:: Your objective ::
From the listing below, pull each line that includes "Target".
********
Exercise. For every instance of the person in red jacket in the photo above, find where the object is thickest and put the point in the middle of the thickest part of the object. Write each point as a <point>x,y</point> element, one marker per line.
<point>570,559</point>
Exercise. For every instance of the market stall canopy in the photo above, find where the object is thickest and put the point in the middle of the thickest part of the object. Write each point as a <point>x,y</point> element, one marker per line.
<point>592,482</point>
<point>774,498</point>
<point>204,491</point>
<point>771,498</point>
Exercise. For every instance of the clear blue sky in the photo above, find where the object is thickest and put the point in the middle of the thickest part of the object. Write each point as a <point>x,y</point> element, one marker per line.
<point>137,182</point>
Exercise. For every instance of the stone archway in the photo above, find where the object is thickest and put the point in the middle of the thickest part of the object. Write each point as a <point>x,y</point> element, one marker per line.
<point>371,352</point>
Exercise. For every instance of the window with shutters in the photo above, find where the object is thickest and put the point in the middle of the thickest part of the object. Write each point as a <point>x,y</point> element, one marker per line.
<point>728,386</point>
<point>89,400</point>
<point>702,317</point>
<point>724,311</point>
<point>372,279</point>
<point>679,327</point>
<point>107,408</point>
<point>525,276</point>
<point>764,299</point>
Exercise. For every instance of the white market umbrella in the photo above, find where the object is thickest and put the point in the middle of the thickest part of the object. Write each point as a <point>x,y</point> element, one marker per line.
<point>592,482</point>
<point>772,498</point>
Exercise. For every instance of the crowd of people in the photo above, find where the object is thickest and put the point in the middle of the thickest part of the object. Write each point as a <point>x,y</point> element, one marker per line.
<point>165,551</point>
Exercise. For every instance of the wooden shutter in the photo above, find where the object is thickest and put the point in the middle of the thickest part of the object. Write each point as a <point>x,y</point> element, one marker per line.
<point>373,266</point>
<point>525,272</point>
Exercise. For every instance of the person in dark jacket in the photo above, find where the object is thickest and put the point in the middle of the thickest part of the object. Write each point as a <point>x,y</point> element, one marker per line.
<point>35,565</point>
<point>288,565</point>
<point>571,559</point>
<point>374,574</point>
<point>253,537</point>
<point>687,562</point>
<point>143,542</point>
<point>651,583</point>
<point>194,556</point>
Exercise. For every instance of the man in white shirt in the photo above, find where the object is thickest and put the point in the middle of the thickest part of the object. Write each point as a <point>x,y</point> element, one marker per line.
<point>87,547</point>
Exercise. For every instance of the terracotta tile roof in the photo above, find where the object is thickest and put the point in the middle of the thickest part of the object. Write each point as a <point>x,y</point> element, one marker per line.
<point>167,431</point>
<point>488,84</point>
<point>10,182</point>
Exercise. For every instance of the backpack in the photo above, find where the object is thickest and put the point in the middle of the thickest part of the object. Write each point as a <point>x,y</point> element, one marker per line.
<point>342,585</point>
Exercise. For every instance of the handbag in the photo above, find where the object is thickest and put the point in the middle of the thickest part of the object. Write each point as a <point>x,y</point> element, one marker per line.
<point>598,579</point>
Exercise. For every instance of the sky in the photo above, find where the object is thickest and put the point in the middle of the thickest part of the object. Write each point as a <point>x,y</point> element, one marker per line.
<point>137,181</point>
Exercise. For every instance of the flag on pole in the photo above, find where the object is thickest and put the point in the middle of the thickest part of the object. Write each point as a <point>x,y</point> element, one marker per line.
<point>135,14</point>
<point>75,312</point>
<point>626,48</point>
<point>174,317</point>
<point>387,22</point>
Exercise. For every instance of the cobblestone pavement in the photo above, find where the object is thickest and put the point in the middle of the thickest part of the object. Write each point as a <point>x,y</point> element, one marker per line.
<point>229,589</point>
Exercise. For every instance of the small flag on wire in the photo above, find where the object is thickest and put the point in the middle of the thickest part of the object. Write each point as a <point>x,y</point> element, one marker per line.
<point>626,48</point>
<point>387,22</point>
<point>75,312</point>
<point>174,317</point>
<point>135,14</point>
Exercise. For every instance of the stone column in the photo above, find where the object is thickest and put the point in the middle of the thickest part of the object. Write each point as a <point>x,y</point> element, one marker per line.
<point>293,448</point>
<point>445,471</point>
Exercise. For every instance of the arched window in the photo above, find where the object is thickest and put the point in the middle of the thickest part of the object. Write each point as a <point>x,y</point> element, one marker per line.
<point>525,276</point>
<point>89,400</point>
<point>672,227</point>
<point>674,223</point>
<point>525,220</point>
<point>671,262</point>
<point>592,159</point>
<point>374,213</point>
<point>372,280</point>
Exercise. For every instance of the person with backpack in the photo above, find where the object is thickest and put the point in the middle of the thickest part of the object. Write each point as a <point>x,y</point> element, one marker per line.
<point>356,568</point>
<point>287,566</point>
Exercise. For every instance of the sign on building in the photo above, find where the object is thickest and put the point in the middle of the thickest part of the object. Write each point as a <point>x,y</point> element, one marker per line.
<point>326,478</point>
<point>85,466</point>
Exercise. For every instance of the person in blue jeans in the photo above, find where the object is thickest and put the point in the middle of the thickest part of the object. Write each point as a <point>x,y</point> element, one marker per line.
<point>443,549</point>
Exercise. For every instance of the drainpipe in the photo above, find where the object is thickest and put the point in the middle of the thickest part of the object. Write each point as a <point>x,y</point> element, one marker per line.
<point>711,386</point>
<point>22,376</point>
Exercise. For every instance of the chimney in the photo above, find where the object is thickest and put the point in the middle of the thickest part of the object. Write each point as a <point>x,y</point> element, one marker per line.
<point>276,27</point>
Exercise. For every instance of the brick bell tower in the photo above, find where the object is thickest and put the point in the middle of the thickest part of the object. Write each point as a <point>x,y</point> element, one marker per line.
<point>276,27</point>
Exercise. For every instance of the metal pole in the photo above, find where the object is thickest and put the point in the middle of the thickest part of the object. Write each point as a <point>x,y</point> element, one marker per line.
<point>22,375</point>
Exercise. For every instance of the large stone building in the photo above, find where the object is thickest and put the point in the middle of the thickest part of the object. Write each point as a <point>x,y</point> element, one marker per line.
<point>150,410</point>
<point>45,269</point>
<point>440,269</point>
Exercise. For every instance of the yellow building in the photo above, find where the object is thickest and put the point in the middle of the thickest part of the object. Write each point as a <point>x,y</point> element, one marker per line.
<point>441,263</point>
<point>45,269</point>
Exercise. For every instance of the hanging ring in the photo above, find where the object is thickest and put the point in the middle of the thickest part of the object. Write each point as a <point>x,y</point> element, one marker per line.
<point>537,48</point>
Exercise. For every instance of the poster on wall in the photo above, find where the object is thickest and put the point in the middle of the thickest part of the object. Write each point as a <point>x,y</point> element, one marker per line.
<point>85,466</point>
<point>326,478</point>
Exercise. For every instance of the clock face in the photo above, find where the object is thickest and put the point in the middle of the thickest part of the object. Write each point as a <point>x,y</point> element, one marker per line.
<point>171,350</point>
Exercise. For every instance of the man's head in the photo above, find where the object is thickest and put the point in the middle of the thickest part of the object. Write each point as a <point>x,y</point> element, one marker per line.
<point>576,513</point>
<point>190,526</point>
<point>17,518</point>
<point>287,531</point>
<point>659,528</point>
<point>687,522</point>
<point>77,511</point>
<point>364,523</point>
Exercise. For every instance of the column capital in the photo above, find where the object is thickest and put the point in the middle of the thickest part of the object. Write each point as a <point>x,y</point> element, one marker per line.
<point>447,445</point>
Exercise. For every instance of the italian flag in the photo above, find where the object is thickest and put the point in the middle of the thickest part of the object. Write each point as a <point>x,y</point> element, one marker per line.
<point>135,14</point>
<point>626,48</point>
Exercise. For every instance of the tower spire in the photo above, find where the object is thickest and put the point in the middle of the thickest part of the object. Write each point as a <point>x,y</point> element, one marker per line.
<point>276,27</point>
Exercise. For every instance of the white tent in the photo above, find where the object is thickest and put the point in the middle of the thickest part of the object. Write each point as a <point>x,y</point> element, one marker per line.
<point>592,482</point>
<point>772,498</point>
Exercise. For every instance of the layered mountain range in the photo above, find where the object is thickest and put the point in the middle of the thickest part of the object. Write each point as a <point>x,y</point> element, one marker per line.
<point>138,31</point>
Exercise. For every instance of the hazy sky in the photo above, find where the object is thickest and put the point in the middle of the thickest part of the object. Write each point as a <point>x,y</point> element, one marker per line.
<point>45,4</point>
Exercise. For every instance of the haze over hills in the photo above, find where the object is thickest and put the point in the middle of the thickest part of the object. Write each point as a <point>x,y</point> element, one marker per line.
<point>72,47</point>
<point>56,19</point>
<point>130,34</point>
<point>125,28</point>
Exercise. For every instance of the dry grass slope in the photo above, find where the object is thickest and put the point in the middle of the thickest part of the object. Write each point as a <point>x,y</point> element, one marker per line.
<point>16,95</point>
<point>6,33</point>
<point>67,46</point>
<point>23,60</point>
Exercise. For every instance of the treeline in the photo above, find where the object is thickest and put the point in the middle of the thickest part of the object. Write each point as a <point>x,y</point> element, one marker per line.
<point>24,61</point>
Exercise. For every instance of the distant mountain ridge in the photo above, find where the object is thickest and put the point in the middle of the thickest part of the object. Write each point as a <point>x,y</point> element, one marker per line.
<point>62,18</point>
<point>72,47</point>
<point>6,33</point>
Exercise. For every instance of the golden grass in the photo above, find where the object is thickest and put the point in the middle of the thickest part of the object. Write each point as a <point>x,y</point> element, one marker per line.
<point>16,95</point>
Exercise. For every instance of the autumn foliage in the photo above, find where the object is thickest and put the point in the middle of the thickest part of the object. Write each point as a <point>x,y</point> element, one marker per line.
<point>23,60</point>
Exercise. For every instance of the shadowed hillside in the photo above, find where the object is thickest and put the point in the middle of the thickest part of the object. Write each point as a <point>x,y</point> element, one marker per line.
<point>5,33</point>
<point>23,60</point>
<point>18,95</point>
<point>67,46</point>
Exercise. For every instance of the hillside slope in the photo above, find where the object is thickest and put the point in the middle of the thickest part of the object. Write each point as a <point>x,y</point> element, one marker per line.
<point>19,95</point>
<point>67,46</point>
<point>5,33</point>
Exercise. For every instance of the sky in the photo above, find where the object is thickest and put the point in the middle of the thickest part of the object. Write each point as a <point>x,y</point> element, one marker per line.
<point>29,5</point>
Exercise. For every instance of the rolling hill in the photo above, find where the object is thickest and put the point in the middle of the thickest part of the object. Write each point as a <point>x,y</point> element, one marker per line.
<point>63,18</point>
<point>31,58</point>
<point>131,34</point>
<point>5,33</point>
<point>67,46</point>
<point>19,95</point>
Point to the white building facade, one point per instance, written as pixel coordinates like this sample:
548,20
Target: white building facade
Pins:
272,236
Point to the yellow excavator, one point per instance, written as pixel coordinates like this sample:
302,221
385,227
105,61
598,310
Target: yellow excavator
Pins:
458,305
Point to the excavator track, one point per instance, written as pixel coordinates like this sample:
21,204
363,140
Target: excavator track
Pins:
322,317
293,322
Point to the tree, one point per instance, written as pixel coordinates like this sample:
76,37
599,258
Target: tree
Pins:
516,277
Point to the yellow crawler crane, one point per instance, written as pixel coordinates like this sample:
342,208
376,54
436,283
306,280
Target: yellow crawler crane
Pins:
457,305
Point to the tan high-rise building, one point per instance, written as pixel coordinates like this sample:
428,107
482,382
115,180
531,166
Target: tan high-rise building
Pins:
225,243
********
:: Output of the exercise ::
Target: white building facade
Target: yellow excavator
Target: excavator track
Target: tree
Target: yellow crawler crane
Target: tan high-rise building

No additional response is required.